=== Ausgewählter Textauszug ===
========

Unter Donner und Blitz haben die Deutschen Meisterschaften im Schach 1974 auf der Wilhelmshöhe begonnen.

Menden. Unter Donner und Blitz haben die Deutschen Meisterschaften im Schach 1974 auf der Wilhelmshöhe begonnen. Während an jenem Freitag, 31. Mai, der Himmel grollte und seine Schleusen über der startbereiten Pfingstkirmes im Tal öffnete, entlud der Präsident des Deutschen Schachbundes, Ludwig Schneider aus München (1907-1975), im überfüllten kleinen Saal der „Höhe“ seinen Zorn über alle, die in den Wochen zuvor am Deutschen Schachbund und ihm persönlich kein gutes Haar gelassen, wegen Ludek Pachmann angegriffen und zum Teil mit beleidigenden Äußerungen und Unterstellungen bedacht hatten.

========

=== Auszug Datensatz ===
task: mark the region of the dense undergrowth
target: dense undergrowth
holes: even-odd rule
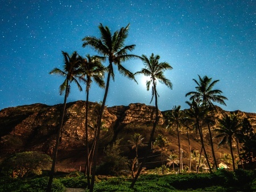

========

=== Arbeitsaufträge ===
- a) Wer war laut dem Bericht über die Deutschen Schachmeisterschaften 1974 Präsident des Deutschen Schachbundes?
- b) Zitieren Sie aus dem Bericht über die Deutschen Schachmeisterschaften 1974 die Stelle zwischen „Menden. Unter Donner“ und „Unterstellungen bedacht hatten.“, beide eingeschlossen.
- c) Setzen Sie den Bericht über den Beginn der Deutschen Schachmeisterschaften 1974 nach seinem letzten Satz fort.
Das Material spielt hierfür keine Rolle.

=== Lösungen der Aufgaben ===
- a) Ludwig Schneider aus München.

- b)
Menden. Unter Donner und Blitz haben die Deutschen Meisterschaften im Schach 1974 auf der Wilhelmshöhe begonnen. Während an jenem Freitag, 31. Mai, der Himmel grollte und seine Schleusen über der startbereiten Pfingstkirmes im Tal öffnete, entlud der Präsident des Deutschen Schachbundes, Ludwig Schneider aus München (1907-1975), im überfüllten kleinen Saal der „Höhe“ seinen Zorn über alle, die in den Wochen zuvor am Deutschen Schachbund und ihm persönlich kein gutes Haar gelassen, wegen Ludek Pachmann angegriffen und zum Teil mit beleidigenden Äußerungen und Unterstellungen bedacht hatten.

- c)
Für den Präsidentenwar das Maß voll

„Jetzt ist die Grenze überschritten“, wütete Schneider. „Ich muss sprechen“, sagte er vor Rundfunk und Fernsehen. Ihm war vorgeworfen worden, vor den Ostblock-Schachverbänden in die Knie gegangen zu sein, als er sich weigerte, den jetzt staatenlosen, emigrierten tschechischen Großmeister Ludek Pachmann (1924-2003) bei den nationalen Meisterschaften in Menden spielen zu lassen. „Unsere Bestimmungen lassen das nicht zu“, wehrte sich Schneider und zitierte die Turnierordnung: „Bei den nationalen Titelkämpfen dürfen nur Deutsche oder Ausländer, die seit mehr als fünf Jahren in der Bundesrepublik leben, teilnehmen.“

Was in Menden die Feierlichkeiten zur Eröffnung des bislang bedeutendsten Sportturniers in der Hönnestadt so verhagelte, waren – kaum zu glauben – Auswirkungen des „Prager Frühlings“ sechs Jahre vorher, den Mendener Jugendliche auf einer Fahrt des Jugendamtes mit Werner Bußmann am 1. Mai 1968 miterlebten, als sie mit Hundertau­senden durch Prag zogen und die neu gewonnene Freiheit des Landes feierten (siehe „So war es früher“ vom 8.10.16).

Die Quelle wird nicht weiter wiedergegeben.